● Objective
Duplicate the Type-214 submarine passage below in full, word for word.

● Selection

'''

The Defense Acquisition Program Administration will ink a contract with Daewoo soon, the source said on condition of anonymity. Daewoo competed with Hyundai Heavy Industries, which constructed the first batch of three Type-214 submarines, for the bidding, he said.
The per-unit price will be about 110 billion won.
The Navy aims to launch a total of nine Type-214s by 2018 in a bid to strengthen its blue-water capability, and will also seek to acquire locally built 3,000-ton submarines.
The diesel-electric submarine, which was first built with technical cooperation from Germany's Howaldtswerke-Deutsche Werft (HDW), is expected to play a key role in sea defense against North Korea and other hostile forces, and anti-submarine warfare, Navy officials said.
The 1,800-ton submarines are also a core part of the soon-to-be-created ``strategic mobile squadrons,'' involving Aegis-equipped destroyers and anti-submarine aircraft, which can be deployed in a conflict situation, they said.
The submarine is armed with state-of-the-art torpedoes and submarine-to-surface missiles. It has a maximum submerged speed of 20 knots and a crew of 40.

'''

● Listed records
'''

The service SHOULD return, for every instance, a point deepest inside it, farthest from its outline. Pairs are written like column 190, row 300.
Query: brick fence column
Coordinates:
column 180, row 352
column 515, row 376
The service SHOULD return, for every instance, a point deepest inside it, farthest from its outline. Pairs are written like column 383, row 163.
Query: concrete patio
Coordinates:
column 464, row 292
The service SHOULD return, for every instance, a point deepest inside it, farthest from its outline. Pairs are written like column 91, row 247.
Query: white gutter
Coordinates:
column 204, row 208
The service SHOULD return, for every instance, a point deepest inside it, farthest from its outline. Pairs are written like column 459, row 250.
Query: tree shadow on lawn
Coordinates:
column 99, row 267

'''
'''

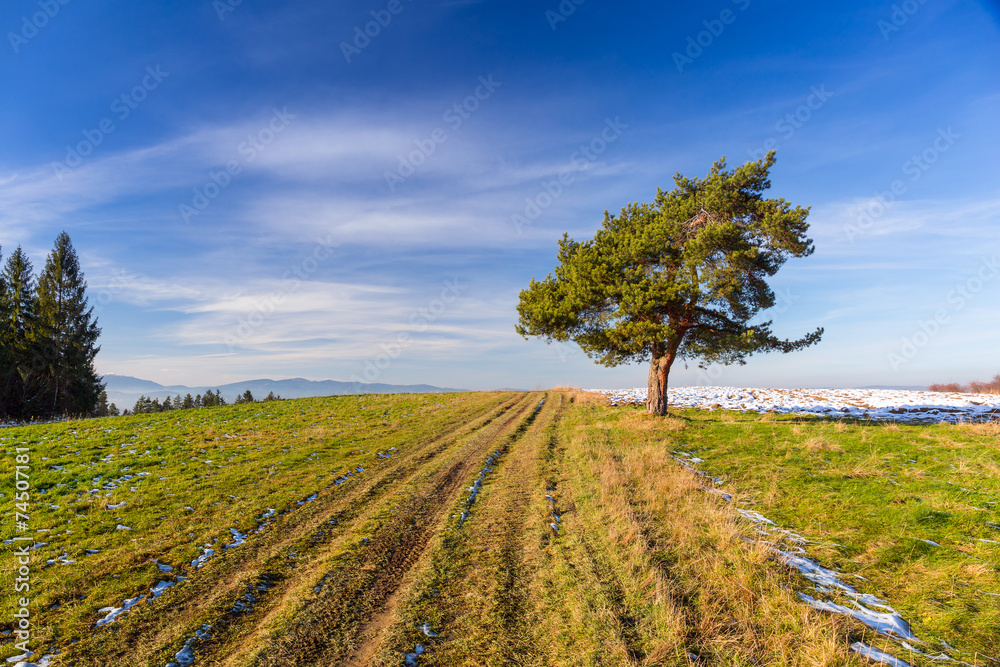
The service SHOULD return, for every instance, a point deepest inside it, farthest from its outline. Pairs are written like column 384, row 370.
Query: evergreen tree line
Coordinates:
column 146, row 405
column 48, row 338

'''

● Exercise solution
The Defense Acquisition Program Administration will ink a contract with Daewoo soon, the source said on condition of anonymity. Daewoo competed with Hyundai Heavy Industries, which constructed the first batch of three Type-214 submarines, for the bidding, he said.
The per-unit price will be about 110 billion won.
The Navy aims to launch a total of nine Type-214s by 2018 in a bid to strengthen its blue-water capability, and will also seek to acquire locally built 3,000-ton submarines.
The diesel-electric submarine, which was first built with technical cooperation from Germany's Howaldtswerke-Deutsche Werft (HDW), is expected to play a key role in sea defense against North Korea and other hostile forces, and anti-submarine warfare, Navy officials said.
The 1,800-ton submarines are also a core part of the soon-to-be-created ``strategic mobile squadrons,'' involving Aegis-equipped destroyers and anti-submarine aircraft, which can be deployed in a conflict situation, they said.
The submarine is armed with state-of-the-art torpedoes and submarine-to-surface missiles. It has a maximum submerged speed of 20 knots and a crew of 40.